# start of TEXT

The Saint Mary-of-the-Woods Providence Juniorate/Aspirancy has an active group on Facebook and is managed by Barb Kovats Tuttle. You must send a request to join. Get started here! As soon as Barb sees your request, she will add you to this group.

For reunion information, you can contact Barb Kovats Tuttle at barbkt@tampabay.rr.com for more information.

History of the Providence Juniorate/Aspirancy

Foley Hall at Saint Mary-of-the-Woods, Indiana.

In 1930, Mother Mary Raphael Slattery, having closed Saint Mary-of-the-Woods Academy and moved it to Ladywood in Indianapolis, planned to open Providence Juniorate at Saint Mary-of-the-Woods. The institution of minor seminaries had become an accepted phase of clerical life in the United States, and many communities of women religious were led to open similar high schools in connection with their novitiates. Providence Juniorate (or Aspirancy, as it was renamed after the initiation of the Sisters Formation Program) became accredited and was eminently successful through the 1930s, 40s and 50s. The Fathers of Vatican II addressed reforms in seminary life and suggested that future seminarians do normal activities in high school and have frequent contact with their families. The sisters also began to recommend that young women interested in religious life attend high school at home. Diocesan high schools were becoming plentiful. For this reason, the Aspirancy closed in 1965. Almost 900 young women had received all or part of their education there. Thirty eight percent entered the Novitiate and 75 percent remained to become professed members of the Congregation.

# end of TEXT

**WHAT TO PRODUCE**
Copy out the entire Providence Juniorate text word for word. The material that follows has no connection to the text on the Providence Juniorate.

# start of DATASET

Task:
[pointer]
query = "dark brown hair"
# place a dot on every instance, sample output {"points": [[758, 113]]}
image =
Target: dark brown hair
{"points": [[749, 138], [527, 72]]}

# end of DATASET

**EXERCISE OUTPUT**
The Saint Mary-of-the-Woods Providence Juniorate/Aspirancy has an active group on Facebook and is managed by Barb Kovats Tuttle. You must send a request to join. Get started here! As soon as Barb sees your request, she will add you to this group.

For reunion information, you can contact Barb Kovats Tuttle at barbkt@tampabay.rr.com for more information.

History of the Providence Juniorate/Aspirancy

Foley Hall at Saint Mary-of-the-Woods, Indiana.

In 1930, Mother Mary Raphael Slattery, having closed Saint Mary-of-the-Woods Academy and moved it to Ladywood in Indianapolis, planned to open Providence Juniorate at Saint Mary-of-the-Woods. The institution of minor seminaries had become an accepted phase of clerical life in the United States, and many communities of women religious were led to open similar high schools in connection with their novitiates. Providence Juniorate (or Aspirancy, as it was renamed after the initiation of the Sisters Formation Program) became accredited and was eminently successful through the 1930s, 40s and 50s. The Fathers of Vatican II addressed reforms in seminary life and suggested that future seminarians do normal activities in high school and have frequent contact with their families. The sisters also began to recommend that young women interested in religious life attend high school at home. Diocesan high schools were becoming plentiful. For this reason, the Aspirancy closed in 1965. Almost 900 young women had received all or part of their education there. Thirty eight percent entered the Novitiate and 75 percent remained to become professed members of the Congregation.